#### [TEKSTFRAGMENT]

■ ■ ■

Activistische rechters

Dit stuk verscheen eerder in Civis Mundi Digitaal #82 van mei 2019

Rechters treden steeds meer activistisch op als het over leefmilieu of klimaat gaat. Grondrechten zoals gelijkheid, niet-discriminatie en eigendomsrecht zijn van geen tel als de klimaatargumenten aangehaald worden bij groene rechters. Zoals elders in de maatschappij tekent zich een breuklijn af tussen een groene klimaatelite en het klootjesvolk.

Wat betreft lage emissiezones (LEZ) zijn Belgische rechters activistisch. Procedures zoals prejudiciële vragen (op basis van de exceptie van onwettigheid in (art 159 GW)) bij het Grondwettelijke Hof of het Europees Hof worden niet gevolgd zonder dat het vonnis daarover een motivatie geeft. Wat al een bevooroordeeldheid van de rechter kan suggereren. In principe kan een rechter die procedure enkel weigeren indien de vraag reeds gesteld werd in een andere zaak. Het Grondwettelijk Hof, dat deels bestaat uit politici, gebruikt zelfs politieke documenten ter voorbereiding van wetgeving in parlementen en die politieke documenten worden plots juridische argumenten dit meespelen in een arrest over grondrechten en mensenrechten. Bovendien krijgt het leefmilieu plots grondrechten die voorrang krijgen op die van de burger. Om te zwijgen van rechters die in een groenlinkse denktank actief zijn en in het Grondwettelijk hof zetelen bij dossiers die gevoelig liggen op dat onderwerp.

■ ■ ■

#### [AANGELEVERD MATERIAAL]

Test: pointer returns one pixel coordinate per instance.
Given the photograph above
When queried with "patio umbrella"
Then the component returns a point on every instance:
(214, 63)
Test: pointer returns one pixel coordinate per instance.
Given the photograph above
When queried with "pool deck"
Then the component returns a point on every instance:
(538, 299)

■ ■ ■

#### [OPGAVE A]
Stemmen de volgende beweringen overeen met het stuk over activistische rechters? Antwoord per bewering met ja of nee en citeer letterlijk de woorden uit het stuk die de doorslag geven. (i) Het stuk is eerder verschenen in Civis Mundi Digitaal in mei 2019. (ii) Een rechter mag de procedure van prejudiciële vragen altijd weigeren. (iii) Het Grondwettelijk Hof bestaat volledig uit politici.
#### [OPGAVE B]
Neem uit het stuk over activistische rechters woordelijk alles over van "Dit stuk verscheen" tot en met "en het klootjesvolk.".

#### [JUIST ANTWOORD A]
(i) Ja: "Dit stuk verscheen eerder in Civis Mundi Digitaal #82 van mei 2019"
(ii) Nee: "In principe kan een rechter die procedure enkel weigeren indien de vraag reeds gesteld werd in een andere zaak."
(iii) Nee: "dat deels bestaat uit politici"

#### [JUIST ANTWOORD B]
Dit stuk verscheen eerder in Civis Mundi Digitaal #82 van mei 2019

Rechters treden steeds meer activistisch op als het over leefmilieu of klimaat gaat. Grondrechten zoals gelijkheid, niet-discriminatie en eigendomsrecht zijn van geen tel als de klimaatargumenten aangehaald worden bij groene rechters. Zoals elders in de maatschappij tekent zich een breuklijn af tussen een groene klimaatelite en het klootjesvolk.